-- DESCRIPTION OF THE TASK --
Copy every record below exactly as written, but leave out the pictures.

-- DATA IN THIS EXERCISE --

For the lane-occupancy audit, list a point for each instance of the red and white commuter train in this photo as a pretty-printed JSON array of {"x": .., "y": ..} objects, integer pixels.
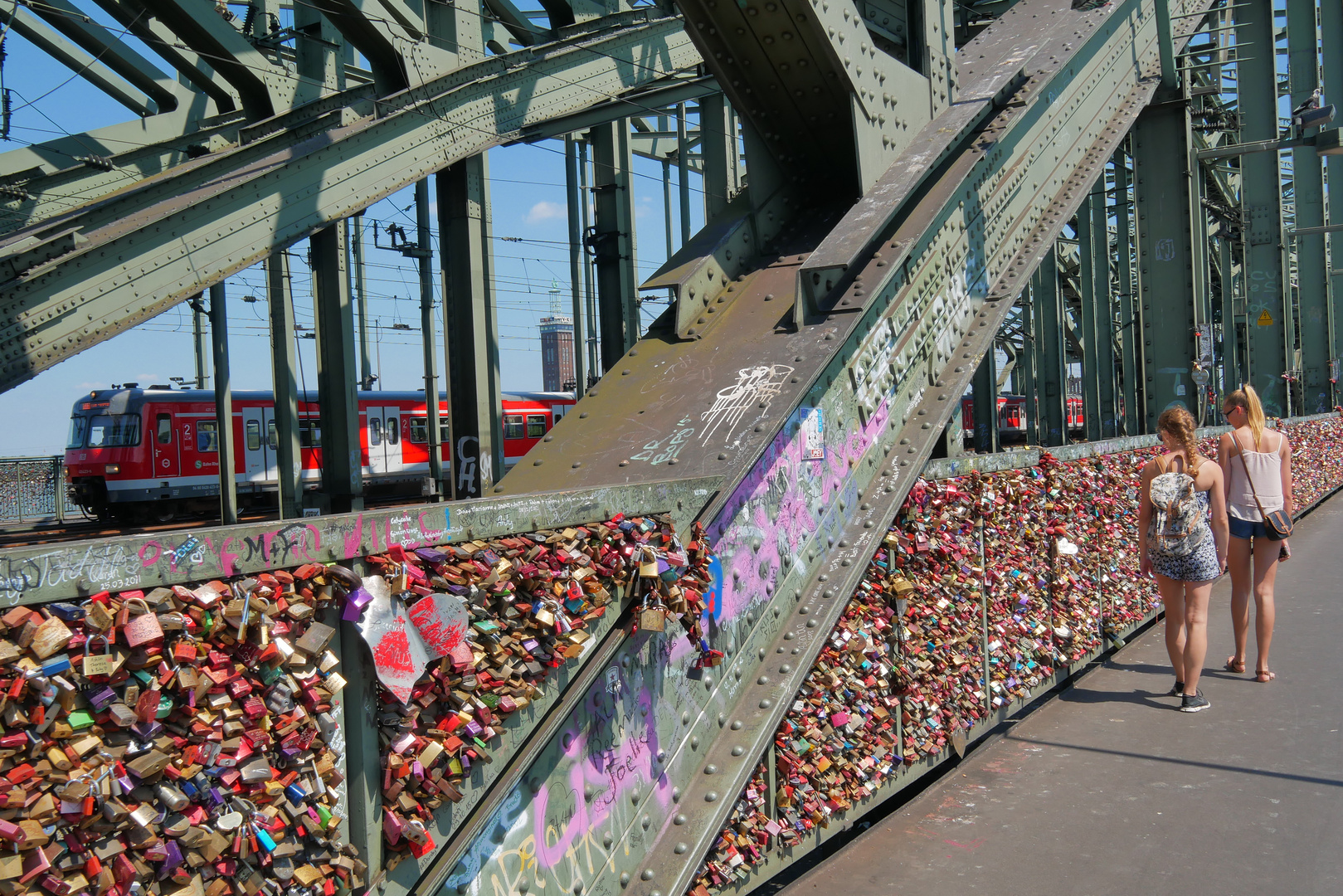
[
  {"x": 1011, "y": 416},
  {"x": 153, "y": 453}
]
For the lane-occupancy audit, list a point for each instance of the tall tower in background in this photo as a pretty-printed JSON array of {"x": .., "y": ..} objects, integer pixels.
[{"x": 557, "y": 347}]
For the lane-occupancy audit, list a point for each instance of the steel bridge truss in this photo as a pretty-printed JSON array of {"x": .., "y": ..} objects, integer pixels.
[{"x": 927, "y": 182}]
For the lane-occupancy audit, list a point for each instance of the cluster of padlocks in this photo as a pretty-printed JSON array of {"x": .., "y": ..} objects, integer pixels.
[
  {"x": 176, "y": 742},
  {"x": 1043, "y": 559},
  {"x": 492, "y": 620},
  {"x": 186, "y": 740}
]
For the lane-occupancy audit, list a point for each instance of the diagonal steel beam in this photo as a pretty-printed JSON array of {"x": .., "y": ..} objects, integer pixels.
[
  {"x": 190, "y": 65},
  {"x": 820, "y": 419},
  {"x": 113, "y": 52},
  {"x": 148, "y": 247},
  {"x": 77, "y": 60}
]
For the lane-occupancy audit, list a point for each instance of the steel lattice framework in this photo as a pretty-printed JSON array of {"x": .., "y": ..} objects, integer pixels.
[{"x": 1093, "y": 191}]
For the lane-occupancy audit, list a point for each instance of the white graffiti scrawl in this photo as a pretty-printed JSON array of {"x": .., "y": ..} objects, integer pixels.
[{"x": 755, "y": 388}]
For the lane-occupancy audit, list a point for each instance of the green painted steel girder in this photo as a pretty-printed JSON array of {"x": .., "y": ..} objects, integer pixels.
[
  {"x": 1265, "y": 308},
  {"x": 1331, "y": 32},
  {"x": 1165, "y": 260},
  {"x": 470, "y": 327},
  {"x": 868, "y": 377},
  {"x": 1050, "y": 373},
  {"x": 1089, "y": 258},
  {"x": 80, "y": 278},
  {"x": 1308, "y": 192}
]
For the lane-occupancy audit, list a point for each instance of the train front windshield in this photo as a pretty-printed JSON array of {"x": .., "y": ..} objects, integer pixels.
[{"x": 104, "y": 430}]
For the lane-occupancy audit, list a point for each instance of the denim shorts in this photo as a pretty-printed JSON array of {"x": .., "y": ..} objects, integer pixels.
[{"x": 1247, "y": 528}]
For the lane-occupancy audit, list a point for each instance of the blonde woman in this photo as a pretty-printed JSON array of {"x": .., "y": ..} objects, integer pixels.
[
  {"x": 1186, "y": 564},
  {"x": 1267, "y": 458}
]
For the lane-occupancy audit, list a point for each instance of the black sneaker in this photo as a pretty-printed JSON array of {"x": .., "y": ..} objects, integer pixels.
[{"x": 1195, "y": 703}]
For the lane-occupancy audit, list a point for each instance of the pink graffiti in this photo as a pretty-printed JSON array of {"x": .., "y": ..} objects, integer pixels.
[
  {"x": 778, "y": 511},
  {"x": 605, "y": 763}
]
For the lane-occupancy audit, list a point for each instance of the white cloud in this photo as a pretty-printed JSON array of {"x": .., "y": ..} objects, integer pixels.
[{"x": 546, "y": 212}]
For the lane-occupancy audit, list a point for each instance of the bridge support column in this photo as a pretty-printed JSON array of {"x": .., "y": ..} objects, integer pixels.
[
  {"x": 1050, "y": 373},
  {"x": 343, "y": 476},
  {"x": 1092, "y": 308},
  {"x": 366, "y": 358},
  {"x": 1308, "y": 184},
  {"x": 1331, "y": 32},
  {"x": 986, "y": 403},
  {"x": 613, "y": 241},
  {"x": 575, "y": 197},
  {"x": 223, "y": 405},
  {"x": 470, "y": 324},
  {"x": 1124, "y": 297},
  {"x": 718, "y": 149},
  {"x": 197, "y": 334},
  {"x": 1026, "y": 368},
  {"x": 1232, "y": 366},
  {"x": 425, "y": 257},
  {"x": 1265, "y": 317},
  {"x": 284, "y": 360},
  {"x": 1166, "y": 262}
]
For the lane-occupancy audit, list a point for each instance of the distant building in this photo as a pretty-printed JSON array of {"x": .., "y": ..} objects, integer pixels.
[
  {"x": 557, "y": 353},
  {"x": 557, "y": 347}
]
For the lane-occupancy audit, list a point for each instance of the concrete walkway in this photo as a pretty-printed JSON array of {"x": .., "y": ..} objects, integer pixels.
[{"x": 1108, "y": 789}]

-- ANSWER BELOW --
For the lane-occupancy audit, list a point for each instance of the red and white commuter train in this photo as a pretty-printed JSON array of {"x": .., "y": ..} objects, integer pixels.
[
  {"x": 1011, "y": 416},
  {"x": 153, "y": 453}
]
For the lane-occupancy audit, list a point for each instance of the tall tower in background in this photo as a pretty-printed JSON array of {"x": .., "y": ..} objects, integer pixels.
[{"x": 557, "y": 347}]
For the lane-occupancy audit, list a point for each instance of the steel bridge truss in this photo as a pretty-printed JSON array of {"x": .., "y": ..} objects, integer pixels.
[{"x": 927, "y": 182}]
For the lane-occupancy audit, list a point for each instance of the cluster of padlocks in this photo as a pretty-printed JSON array of {"x": .., "y": ..} objects, integer pixels.
[
  {"x": 176, "y": 742},
  {"x": 1043, "y": 559},
  {"x": 492, "y": 620},
  {"x": 186, "y": 740}
]
For the lane-occupancy audit, list a point for each instance of the diagonal steel beam in this photo as a pretty-printed JSON array of {"x": .., "y": ..} objects, integer pixels.
[
  {"x": 190, "y": 65},
  {"x": 820, "y": 419},
  {"x": 113, "y": 52},
  {"x": 148, "y": 247},
  {"x": 77, "y": 60}
]
For the lane-occupancy audit, list a point for each instance of the steel lattice framework in this photo as a pretty-printed JSON array of {"x": .., "y": ..} objects, integer pixels.
[{"x": 1093, "y": 191}]
For the lane-occupancy audit, list a point for each instance of the white graffiti scrawl in this photo as a pretty-printed JSON array of {"x": .., "y": ..} objects, integer pixels.
[{"x": 755, "y": 388}]
For the lane-occupancy audit, list a point for each instance of the green painted steel girder in this photo as a pretty-printed JSON array of {"x": .., "y": ..} objects, integer pixels.
[
  {"x": 1265, "y": 308},
  {"x": 1331, "y": 32},
  {"x": 1165, "y": 260},
  {"x": 470, "y": 327},
  {"x": 868, "y": 377},
  {"x": 1050, "y": 373},
  {"x": 1089, "y": 258},
  {"x": 80, "y": 278},
  {"x": 1308, "y": 192}
]
For the lane-occupancy audit, list a point for each instance of the train front windshield in this photo as a pretty-printed JSON array of {"x": .., "y": ..} objects, integer pixels.
[{"x": 104, "y": 430}]
For the lane-occupancy audit, list a point for each instance of the denim shorts in this photo as a pretty-printed JSON array of {"x": .., "y": ..} objects, integer pixels.
[{"x": 1247, "y": 528}]
For the lane-occupancy audit, list a point for each instance of the blonde woman in this photo as a pretty-printed JSON array of {"x": .., "y": ..} objects, integer pixels.
[
  {"x": 1186, "y": 564},
  {"x": 1267, "y": 458}
]
For the lane-occupancy audit, list a point for each instance of the black sneaker in this photo as a pretty-printed JSON array of {"x": .., "y": ..} objects, integer pixels.
[{"x": 1195, "y": 703}]
For the lane-occupancy audit, list a point for each instance of the pink graffiti in this photo as a pretty-printed JSON array of {"x": .., "y": ..} objects, integer pixels.
[
  {"x": 778, "y": 511},
  {"x": 605, "y": 763}
]
For the lane-occupancy audit, list a point for each instance of the white cloud in this photo as a pretty-printed JSON array of {"x": .., "y": ..} objects, integer pixels.
[{"x": 546, "y": 212}]
For the lane-occupancy audit, list a point for each instance of the bridge support column in this photo as a pretty-printed JSON array of {"x": .., "y": ..} objects, integer pixels.
[
  {"x": 1050, "y": 373},
  {"x": 343, "y": 476},
  {"x": 1092, "y": 308},
  {"x": 366, "y": 358},
  {"x": 1308, "y": 184},
  {"x": 1331, "y": 32},
  {"x": 986, "y": 403},
  {"x": 613, "y": 241},
  {"x": 575, "y": 197},
  {"x": 223, "y": 405},
  {"x": 470, "y": 324},
  {"x": 1124, "y": 297},
  {"x": 718, "y": 149},
  {"x": 197, "y": 334},
  {"x": 1026, "y": 368},
  {"x": 1232, "y": 366},
  {"x": 425, "y": 257},
  {"x": 1265, "y": 317},
  {"x": 284, "y": 360},
  {"x": 1166, "y": 262}
]
For the lane-occupancy audit, list a point for each instance of the distant building in this photo as a pretty-printed JSON array of {"x": .., "y": ..} objects, integer pixels.
[
  {"x": 557, "y": 353},
  {"x": 557, "y": 347}
]
For the lane-occupancy audit, list a point for each instance of the concrete walkway in this photo as a pretty-printed JSON array of {"x": .., "y": ..} objects, integer pixels.
[{"x": 1108, "y": 789}]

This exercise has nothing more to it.